*** ФРАГМЕНТ ДОКУМЕНТА

I

I

Самые прекрасные, самые благородные, самые героические поступки не имеют никакой цены, если они совершены сумасшедшим, если тем, кто совершил их, не руководили свободная воля и ясное сознание окружающего. С другой стороны, никакие преступления не могут быть вменены в вину сумасшедшему. Он не может быть ни награжден, ни наказан, его нельзя счесть ни преступником, ни героем. Он — ничто, нуль. История считается лишь с последствиями его безумных действий; с ним самим ей делать нечего. Она не предает его память забвению лишь потому, что ей, как лермонтовскому Демону, «забвенья не дал Бог»{49}.

Был ли Павел таким сумасшедшим? Должны ли мы раз навсегда отказаться от всякого суда над ним? Правы ли те, кто считает, что в жилах его текла кровь того голштинского дома, который «в течение одного столетия произвел трех сумасшедших»{50}, и в том числе императора Петра III, отца императора Павла? Другими словами: верно ли широко распространенное убеждение, что Павел страдал наследственным помешательством? Но разрешение этого вопроса зависит от разрешения загадки, имевшей трагическое влияние на всю жизнь Павла I: был ли он в действительности сыном того, кого принято считать его отцом? Если мы даже признаем, что сумасшествие неизбежно передается от отца к сыну, то все-таки не сможем на основании сумасшествия Петра III признать сумасшедшим и Павла. Слишком много данных говорит за то, что он вовсе и не был сыном законного своего отца.

Когда императрица Елизавета Петровна решила повенчать великого князя П[етра] Ф[едоровича], племянника своего и наследника престола, с принцессой Софией-Фредерикой-Августой Ангальт-Цербстской, впоследствии императрицей Екат[ериной] II, врачи, принимая во внимание физическую слабость великого князя, советовали отложить свадьбу[48]. Однако Елизавета не последовала этим советам, и в 1745 году свадьба была отпразднована. Между тем врачи оказались правы. Некая г-жа Крузе «захотела на следующий день (после свадьбы) расспросить новобрачных, но ее надежды оказались тщетными; и в этом положении дело оставалось в течение девяти лет без малейшего изменения»[49].

Бездетность этого брака сердила и волновала Елизавету. Недовольная и огорченная поведением своего племянника, выказывавшего все признаки если не сумасшествия, то во всяком случае крайнего слабоумия, императрица была права, мечтая о передаче престола не непосредственно Петру Федоровичу, а будущему его сыну. Неограниченная власть и отсутствие точного закона о престолонаследии давали ей возможность со временем отстранить не оправдавшего ее надежд племянника и объявить наследником ребенка, который бы должен родиться от его брака.

******

ЗАДАНИЕ 1 = Объясните, почему, согласно тексту о Павле I, сумасшествие Петра III не позволяет признать сумасшедшим и Павла, даже если считать, что безумие неизбежно передается от отца к сыну.
ЗАДАНИЕ 2 = Выпишите без изменений из текста о Павле I всё начиная со слов «Бездетность этого брака» и заканчивая словами «от его брака.».
ЗАДАНИЕ 3 = Продолжите текст о Павле I, начав сразу после его последнего предложения.
Пункты ниже для работы не понадобятся.

*** ПРИВЕДЁННЫЕ ПУНКТЫ

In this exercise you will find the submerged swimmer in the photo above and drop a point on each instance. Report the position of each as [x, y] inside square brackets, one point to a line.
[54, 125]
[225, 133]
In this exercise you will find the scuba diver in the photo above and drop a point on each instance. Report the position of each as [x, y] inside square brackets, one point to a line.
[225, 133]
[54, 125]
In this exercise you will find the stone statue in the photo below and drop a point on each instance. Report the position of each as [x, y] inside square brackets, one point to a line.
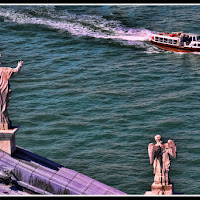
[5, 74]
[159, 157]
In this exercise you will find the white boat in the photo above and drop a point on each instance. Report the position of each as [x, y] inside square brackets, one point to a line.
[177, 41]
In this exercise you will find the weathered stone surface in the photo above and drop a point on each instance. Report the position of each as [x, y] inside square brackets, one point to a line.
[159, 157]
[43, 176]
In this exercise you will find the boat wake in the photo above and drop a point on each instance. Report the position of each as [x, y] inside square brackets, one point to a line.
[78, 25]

******
*** ПРИВЕДЁННЫЕ ПУНКТЫ

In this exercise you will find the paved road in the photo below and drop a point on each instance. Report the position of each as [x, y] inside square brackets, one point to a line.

******
*** ПРИВЕДЁННЫЕ ПУНКТЫ

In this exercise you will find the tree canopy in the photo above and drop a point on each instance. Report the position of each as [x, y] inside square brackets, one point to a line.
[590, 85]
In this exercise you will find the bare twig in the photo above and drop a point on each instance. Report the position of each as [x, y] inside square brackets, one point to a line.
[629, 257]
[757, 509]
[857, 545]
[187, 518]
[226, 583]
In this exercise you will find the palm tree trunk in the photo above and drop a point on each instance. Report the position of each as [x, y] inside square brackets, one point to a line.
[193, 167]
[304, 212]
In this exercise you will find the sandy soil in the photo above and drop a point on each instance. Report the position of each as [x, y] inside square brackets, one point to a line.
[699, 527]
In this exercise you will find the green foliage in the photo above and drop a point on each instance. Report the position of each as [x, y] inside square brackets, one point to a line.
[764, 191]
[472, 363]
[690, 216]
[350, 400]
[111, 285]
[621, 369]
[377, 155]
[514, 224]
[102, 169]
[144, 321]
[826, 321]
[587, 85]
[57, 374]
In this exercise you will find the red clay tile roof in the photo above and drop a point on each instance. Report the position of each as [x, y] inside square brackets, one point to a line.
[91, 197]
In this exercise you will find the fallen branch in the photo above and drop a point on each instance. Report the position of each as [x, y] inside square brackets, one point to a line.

******

ОТВЕТ 1 = Слишком многое говорит за то, что Павел вовсе не был сыном своего законного отца Петра III. Поэтому даже наследственная передача безумия от отца к сыну ничего не доказывает о Павле.

ОТВЕТ 2 =
Бездетность этого брака сердила и волновала Елизавету. Недовольная и огорченная поведением своего племянника, выказывавшего все признаки если не сумасшествия, то во всяком случае крайнего слабоумия, императрица была права, мечтая о передаче престола не непосредственно Петру Федоровичу, а будущему его сыну. Неограниченная власть и отсутствие точного закона о престолонаследии давали ей возможность со временем отстранить не оправдавшего ее надежд племянника и объявить наследником ребенка, который бы должен родиться от его брака.

ОТВЕТ 3 =
Для надзора за великокняжеской четой была к ней приставлена чета неких Чоглоковых. Ни один, шаг великого князя и великой княгини не мог укрыться от этих Аргусов, как называла их сама Екатерина. Особенно старалась г-жа Чоглокова, женщина, куда более умная и пронырливая, чем ее муж. К 1752 году императрица Елизавета начала уже терять терпение, ожидая когда же наконец Екатерина Алексеевна подарит государству наследника. Она стала упрекать Чоглокову, но та отвечала, что «дети не могут явиться без причин и что хотя Их Императорские Величества живут в браке с 1745 года, а между тем причин не было»[50]. С этого времени Чоглокова стала весьма деятельно заботиться о продолжении царского рода. С помощью Брессана, камер-лакея Петра Федоровича, она отыскала в Ораниенбауме хорошенькую вдову г-жу Грот, согласившуюся «испытать» великого князя[51]. Неизвестно, чем кончилось «испытание», но надо предполагать, что на сей раз Петр Федорович его не выдержал, так как вскоре последовали события, о которых сама Екатерина впоследствии рассказала следующее:

«Чоглокова, вечно занятая своими излюбленными заботами о престолонаследии, однажды отвела меня в сторону и сказала: „Послушайте, я должна поговорить с Вами очень серьезно“. Я, понятно вся обратилась в слух, она с обычной своей манерой начала длинные разглагольствования о привязанности своей к мужу, о своем благоразумии, о том, что нужно и чего не нужно для взаимной любви и для облегчения или отягощения уз супруга или супруги, а затем свернула на заявление, что бывают иногда положения, высшего порядка, которые вынуждают делать исключения из правила. Я дала ей высказать все, что она хотела, не прерывая, вовсе не ведая, куда она клонит, несколько изумленная и не зная, была ли это ловушка, которую она мне ставит, или она говорит искренно. Пока я внутренно так размышляла, она мне сказала: „Вы увидите, как я люблю свое отечество и насколько я искренна, я не сомневаюсь, чтобы вы кому-нибудь не отдали предпочтения: предоставляю Вам выбор между Сергеем Салтыковым и Львом Нарышкиным. Если не ошибаюсь, последний?“ На это я воскликнула: „Нет, нет, отнюдь нет.“ Тогда она мне сказала: „Ну, если не он, так наверно другой“. На это я не возразила ни слова, и она продолжала: „Вы увидите, что помехой вам буду не я“»[52].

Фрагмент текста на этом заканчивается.